--- Text extract ---
□ □ □
GitHub - Runaho/blacked: Blacked is a high-performance blacklist aggregator and query service built in Go.

High-performance URL blacklist aggregator with multi-bloom filtering and scoring.

Blacked collects threat intelligence from multiple sources (OISD, URLHaus, OpenPhish, PhishTank), decomposes every URL across 6 bloom dimensions, and answers is this URL blocked? in ~0.4ms.

📡 Aggregation

_{Provider → Source pipeline with independent fetch, parse, and schedule per source. 3 active providers feeding 938K+ entries.}

🧬 Bloom Engine

_{6-layer parallel check at ~0.4ms. One entry → one bloom type. First hit wins, parent-path cascade.}

📊 Scoring

_{Provider trust × depth weight. Single match uses trust directly. 5 levels: critical → informational.}

🏗️ Core

_{HTTP-agnostic `internal/query/` package. Testable standalone. Adapter pattern — zero framework lock-in.}

✨ Features

Capability	Detail
Multi-Source Aggregation	Provider → Source hierarchy with independent fetch/parse pipelines
Parallel Bloom Engine	6 bloom layers (Domain → Host → HostPath → File → FullURL → IP), checked concurrently — first hit wins
Cascading Parent Match	`/a/b/c/file.exe` matches `/a` or `/a/b` via parent-path traversal at check time
Scoring & Levels	Provider trust × depth weight → 5 confidence levels (critical → informational)
Schedule-Aware Cache	Parametric TTL per source/provider, cron-triggered invalidation, app-restart resilience
Dual API	Bloom-only check (~0.4ms) and full hit (bloom + DB + score, ~5-15ms)
HTTP Agnostic Core	`internal/query/` package decoupled from Echo, testable standalone
Built-in Metrics	Prometheus endpoints, execution tracing, pprof profiling
No Legacy	Greenfield schema, clean-slate policy — zero backward compatibility debt
Host Normalization	Entry.Host = `url.Hostname()` — port stripped. Bloom keys and DB confirmation use same format, no mismatch

⚡ Performance

Metric	Value
Bloom Check (P99)	0.4 ms
Full Hit (bloom + DB + score)	5–15 ms
CPU Usage (idle, 820K entries)	1.28%
Heap (idle)	101 MB
Sync Alloc (before perf fixes)	2.36 GB → ~1.73 GB (−628 MB)
□ □ □
--- Entries shown ---
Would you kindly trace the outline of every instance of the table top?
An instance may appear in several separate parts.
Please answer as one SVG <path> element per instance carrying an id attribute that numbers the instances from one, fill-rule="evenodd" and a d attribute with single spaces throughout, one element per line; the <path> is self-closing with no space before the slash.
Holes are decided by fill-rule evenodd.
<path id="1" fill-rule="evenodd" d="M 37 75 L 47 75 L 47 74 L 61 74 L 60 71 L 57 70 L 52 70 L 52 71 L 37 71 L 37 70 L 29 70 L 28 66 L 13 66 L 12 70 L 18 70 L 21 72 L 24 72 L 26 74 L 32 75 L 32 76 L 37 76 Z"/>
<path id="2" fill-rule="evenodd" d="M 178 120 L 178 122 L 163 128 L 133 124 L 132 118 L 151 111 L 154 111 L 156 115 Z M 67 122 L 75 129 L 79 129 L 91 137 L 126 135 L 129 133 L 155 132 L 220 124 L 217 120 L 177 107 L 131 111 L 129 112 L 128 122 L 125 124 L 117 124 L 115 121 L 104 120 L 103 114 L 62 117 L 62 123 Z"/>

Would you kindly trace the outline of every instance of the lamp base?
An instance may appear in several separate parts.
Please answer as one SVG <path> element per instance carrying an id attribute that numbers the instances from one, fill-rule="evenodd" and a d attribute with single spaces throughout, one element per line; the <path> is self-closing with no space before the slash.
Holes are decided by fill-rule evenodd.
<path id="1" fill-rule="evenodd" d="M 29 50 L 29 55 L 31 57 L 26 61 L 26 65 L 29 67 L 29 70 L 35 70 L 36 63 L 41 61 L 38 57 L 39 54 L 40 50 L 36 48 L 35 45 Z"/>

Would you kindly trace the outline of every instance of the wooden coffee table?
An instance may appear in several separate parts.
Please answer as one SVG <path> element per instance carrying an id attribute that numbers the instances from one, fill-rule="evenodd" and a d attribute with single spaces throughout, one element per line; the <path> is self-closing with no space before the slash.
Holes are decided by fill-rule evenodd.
□ □ □
--- Problems ---
1. In the Blacked README, which sources does Blacked collect threat intelligence from?
2. Retype the part of the Blacked README starting with "GitHub - Runaho/blacked: Blacked" and going on through "filtering and scoring.".

--- Results by task ---
1. OISD, URLHaus, OpenPhish, and PhishTank.

2.
GitHub - Runaho/blacked: Blacked is a high-performance blacklist aggregator and query service built in Go.

High-performance URL blacklist aggregator with multi-bloom filtering and scoring.